__PASSAGE FOR REVIEW__:
^^^^
But - still has a signature 'Max' element - in that it swerves on you when you least expect it.

Linnea1928 (#2654)

Location: Rosemount, MN
Posted: 4670 days ago

I liked's hard to compare to the other stories because it's a completely different genre from your other stuff. I thought it was really powerful.

Erin Tams (#2127)

Location: Sacramento, CA
Quote: "Buy Max Barry Books Today!"
Posted: 4670 days ago


My husband and I never had a problem getting pregnant. In fact he would complain that we didn't get to "try" enough. I think the story was excellent and touched my heart. Many fathers are intimidated by their children and your storyline seemed very real.

Great job. I love reading your words.

Machine Man subscriber Max

Location: Melbourne, Australia
Quote: "I'm my number one fan!"
Posted: 4670 days ago

Thanks for all this feedback! Very useful.

Emily (#609)

Location: New York
Quote: "When in doubt, fuck it. When not in doubt, get in doubt!"
Posted: 4670 days ago

ACK. Dear god that was an unsettling start to the day. But so good! And VERY different indeed... it was hard to get my head around a narrator I automatically associated with you acting this way about his wife and daughter, when I know how you really feel about them. It's a relief to know you're not really that creepy.

Very well done, though, I loved it.

Lottie (#3093)

Location: Sheffield, UK
Posted: 4670 days ago

Thumbs up. :)

Should I have laughed at the very last line? 'Cause if not, I need some help.

towr (#1914)

Location: Netherlands
Posted: 4670 days ago

Quite good. And a noticeable lack of anything to do with marketing ;)
I can't really say whether I prefer it over springtide or not. Springtide is cleverder in a way, this one is more .. dramatic, I suppose.

Machine Man subscriber Roger (#1653)

Posted: 4670 days ago


Prue Meehan (#3306)

Location: Australia
Quote: ""I intend to live forever. So far, so good." Steven Wright"
Posted: 4670 days ago

Felt my heart rate rise as I got closer to the end! And now I sit here feeling so disturbed... so offended on behalf of Lisa and like I want to seriously hurt the husband... p.s. just finished Company (or Donut as I keep accidentally calling it) and loved that too!

Caleb Crotzer (#1461)

Location: California, USA
Quote: "Breathe!!"
Posted: 4670 days ago

A powerfully brutal and honest ending. I think I enjoyed this more than Springtide, but I'm biased as I am a new father myself. I love how you took a tiny, whispered, subconscious notion and threw it in the readers face. Quite refreshing.

Machine Man subscriber Adam (#24)

Location: Morristown, Indiana
Quote: "Why do I blog? Simple, because Max Barry blogs."
^^^^
Dataset records:
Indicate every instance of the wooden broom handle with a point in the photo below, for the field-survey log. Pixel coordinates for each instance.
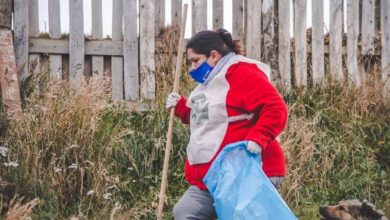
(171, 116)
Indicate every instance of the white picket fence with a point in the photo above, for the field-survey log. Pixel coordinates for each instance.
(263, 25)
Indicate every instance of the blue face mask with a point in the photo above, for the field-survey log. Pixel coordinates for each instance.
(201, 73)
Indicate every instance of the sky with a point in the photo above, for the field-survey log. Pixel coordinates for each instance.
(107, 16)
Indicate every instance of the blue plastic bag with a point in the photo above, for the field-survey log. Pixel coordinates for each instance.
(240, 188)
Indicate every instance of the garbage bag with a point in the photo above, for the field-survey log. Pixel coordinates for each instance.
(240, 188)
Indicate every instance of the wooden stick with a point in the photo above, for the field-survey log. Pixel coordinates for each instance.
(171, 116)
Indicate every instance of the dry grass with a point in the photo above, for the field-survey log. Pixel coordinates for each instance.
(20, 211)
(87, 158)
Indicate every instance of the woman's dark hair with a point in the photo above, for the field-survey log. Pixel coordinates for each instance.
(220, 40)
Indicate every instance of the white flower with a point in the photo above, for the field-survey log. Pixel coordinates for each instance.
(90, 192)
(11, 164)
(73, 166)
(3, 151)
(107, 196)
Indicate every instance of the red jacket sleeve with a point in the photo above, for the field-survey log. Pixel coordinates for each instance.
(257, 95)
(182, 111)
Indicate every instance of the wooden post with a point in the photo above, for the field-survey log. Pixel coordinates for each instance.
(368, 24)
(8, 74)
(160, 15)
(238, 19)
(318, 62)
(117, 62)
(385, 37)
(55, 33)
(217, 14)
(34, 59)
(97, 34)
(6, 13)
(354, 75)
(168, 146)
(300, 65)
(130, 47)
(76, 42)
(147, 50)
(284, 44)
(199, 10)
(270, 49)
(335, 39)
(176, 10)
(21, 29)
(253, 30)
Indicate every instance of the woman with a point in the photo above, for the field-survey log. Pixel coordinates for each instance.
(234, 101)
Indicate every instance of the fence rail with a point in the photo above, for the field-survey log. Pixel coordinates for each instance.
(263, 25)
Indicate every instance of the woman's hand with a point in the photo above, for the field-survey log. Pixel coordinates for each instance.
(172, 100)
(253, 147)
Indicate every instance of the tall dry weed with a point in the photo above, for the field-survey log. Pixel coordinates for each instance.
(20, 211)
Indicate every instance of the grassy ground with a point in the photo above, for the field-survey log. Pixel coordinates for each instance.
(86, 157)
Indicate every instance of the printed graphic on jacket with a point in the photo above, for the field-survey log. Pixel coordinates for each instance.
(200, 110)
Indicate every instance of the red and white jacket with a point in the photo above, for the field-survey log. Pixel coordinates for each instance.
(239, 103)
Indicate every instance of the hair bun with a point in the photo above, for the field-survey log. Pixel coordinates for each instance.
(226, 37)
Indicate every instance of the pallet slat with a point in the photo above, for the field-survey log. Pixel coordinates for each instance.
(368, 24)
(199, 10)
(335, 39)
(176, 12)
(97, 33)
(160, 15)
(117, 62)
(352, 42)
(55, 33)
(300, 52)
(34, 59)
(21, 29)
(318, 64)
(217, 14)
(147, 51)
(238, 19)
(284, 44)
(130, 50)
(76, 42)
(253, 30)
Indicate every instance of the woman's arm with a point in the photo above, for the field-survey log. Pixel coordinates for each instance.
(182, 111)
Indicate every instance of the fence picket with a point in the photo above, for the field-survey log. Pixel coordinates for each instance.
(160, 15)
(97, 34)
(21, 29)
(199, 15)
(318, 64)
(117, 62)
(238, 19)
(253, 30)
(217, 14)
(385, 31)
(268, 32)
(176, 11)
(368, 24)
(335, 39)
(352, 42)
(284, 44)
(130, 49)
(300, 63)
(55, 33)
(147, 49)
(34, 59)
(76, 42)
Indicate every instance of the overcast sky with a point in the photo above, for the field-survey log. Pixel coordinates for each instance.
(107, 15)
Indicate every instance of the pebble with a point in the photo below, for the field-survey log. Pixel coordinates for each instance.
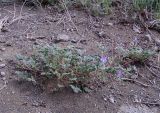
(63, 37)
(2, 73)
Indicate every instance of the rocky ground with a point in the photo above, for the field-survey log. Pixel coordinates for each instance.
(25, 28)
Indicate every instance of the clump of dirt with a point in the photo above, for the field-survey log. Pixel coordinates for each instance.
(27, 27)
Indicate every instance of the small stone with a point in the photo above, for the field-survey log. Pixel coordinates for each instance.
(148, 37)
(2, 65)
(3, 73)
^^^^
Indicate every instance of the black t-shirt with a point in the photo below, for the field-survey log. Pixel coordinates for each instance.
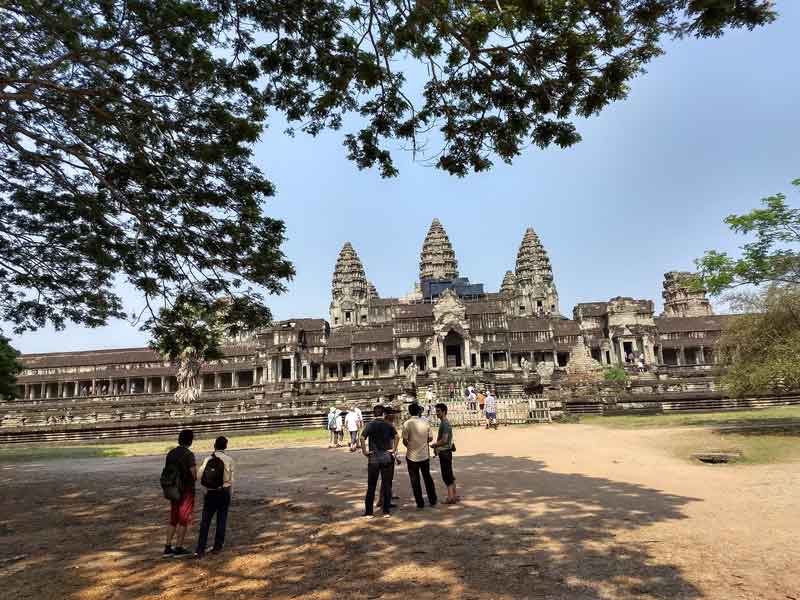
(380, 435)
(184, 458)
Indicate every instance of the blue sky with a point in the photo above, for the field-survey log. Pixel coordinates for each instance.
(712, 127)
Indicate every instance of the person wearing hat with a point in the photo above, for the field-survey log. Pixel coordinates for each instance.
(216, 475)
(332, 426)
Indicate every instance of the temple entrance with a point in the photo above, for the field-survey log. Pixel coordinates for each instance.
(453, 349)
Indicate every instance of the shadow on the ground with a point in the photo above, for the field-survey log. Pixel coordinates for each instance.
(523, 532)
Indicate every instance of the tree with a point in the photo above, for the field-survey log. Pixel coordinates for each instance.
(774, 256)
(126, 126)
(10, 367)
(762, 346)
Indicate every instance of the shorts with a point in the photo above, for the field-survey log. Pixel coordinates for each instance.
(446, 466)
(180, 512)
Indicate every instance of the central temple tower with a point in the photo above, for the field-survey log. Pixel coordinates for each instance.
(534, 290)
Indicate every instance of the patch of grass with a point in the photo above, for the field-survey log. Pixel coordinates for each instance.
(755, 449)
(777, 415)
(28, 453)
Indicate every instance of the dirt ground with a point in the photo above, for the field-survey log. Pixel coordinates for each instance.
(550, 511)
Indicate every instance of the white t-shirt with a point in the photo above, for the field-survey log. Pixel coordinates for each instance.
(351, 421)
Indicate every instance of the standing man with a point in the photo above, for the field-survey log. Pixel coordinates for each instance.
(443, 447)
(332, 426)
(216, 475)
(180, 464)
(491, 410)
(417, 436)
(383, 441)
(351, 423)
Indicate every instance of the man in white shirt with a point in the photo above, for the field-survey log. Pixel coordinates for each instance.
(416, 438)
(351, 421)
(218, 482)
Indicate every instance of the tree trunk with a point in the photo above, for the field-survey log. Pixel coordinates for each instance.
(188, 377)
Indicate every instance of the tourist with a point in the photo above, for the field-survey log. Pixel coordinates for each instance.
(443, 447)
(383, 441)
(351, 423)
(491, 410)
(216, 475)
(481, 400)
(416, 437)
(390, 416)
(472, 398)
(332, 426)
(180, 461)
^^^^
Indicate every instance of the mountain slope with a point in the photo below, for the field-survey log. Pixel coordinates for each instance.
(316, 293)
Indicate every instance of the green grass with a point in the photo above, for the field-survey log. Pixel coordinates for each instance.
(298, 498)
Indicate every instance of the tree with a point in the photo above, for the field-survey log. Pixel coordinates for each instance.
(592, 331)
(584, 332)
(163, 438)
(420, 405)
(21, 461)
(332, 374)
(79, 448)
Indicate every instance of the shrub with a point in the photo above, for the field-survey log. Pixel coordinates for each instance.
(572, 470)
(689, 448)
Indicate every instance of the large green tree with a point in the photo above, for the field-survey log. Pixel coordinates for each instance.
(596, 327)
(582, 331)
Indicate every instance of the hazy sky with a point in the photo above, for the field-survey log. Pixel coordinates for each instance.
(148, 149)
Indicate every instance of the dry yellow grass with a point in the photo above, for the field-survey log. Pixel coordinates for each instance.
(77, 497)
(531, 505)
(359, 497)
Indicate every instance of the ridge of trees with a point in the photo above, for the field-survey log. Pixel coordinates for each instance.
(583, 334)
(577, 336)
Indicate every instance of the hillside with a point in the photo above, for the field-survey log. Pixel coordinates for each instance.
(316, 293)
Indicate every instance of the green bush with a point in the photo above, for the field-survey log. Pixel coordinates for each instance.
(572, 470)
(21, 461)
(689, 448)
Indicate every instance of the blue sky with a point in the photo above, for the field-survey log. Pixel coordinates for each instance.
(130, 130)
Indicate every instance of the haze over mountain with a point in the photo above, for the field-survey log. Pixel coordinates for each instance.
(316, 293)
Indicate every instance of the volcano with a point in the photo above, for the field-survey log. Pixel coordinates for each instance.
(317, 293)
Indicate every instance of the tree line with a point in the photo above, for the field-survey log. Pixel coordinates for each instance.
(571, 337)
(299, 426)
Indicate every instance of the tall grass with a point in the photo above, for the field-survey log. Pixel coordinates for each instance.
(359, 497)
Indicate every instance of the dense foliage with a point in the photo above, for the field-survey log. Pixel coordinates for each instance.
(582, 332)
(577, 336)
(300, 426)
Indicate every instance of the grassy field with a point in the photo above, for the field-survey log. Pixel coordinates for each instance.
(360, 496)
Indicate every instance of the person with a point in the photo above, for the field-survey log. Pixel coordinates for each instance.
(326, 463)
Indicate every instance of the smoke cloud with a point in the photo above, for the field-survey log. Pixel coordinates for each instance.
^^^^
__WHAT THE TASK ASKS__: In the comment thread, what does Prue Meehan say she keeps accidentally calling Company? Draw only on the comment thread and disregard the listing.

__EXERCISE OUTPUT__: Donut.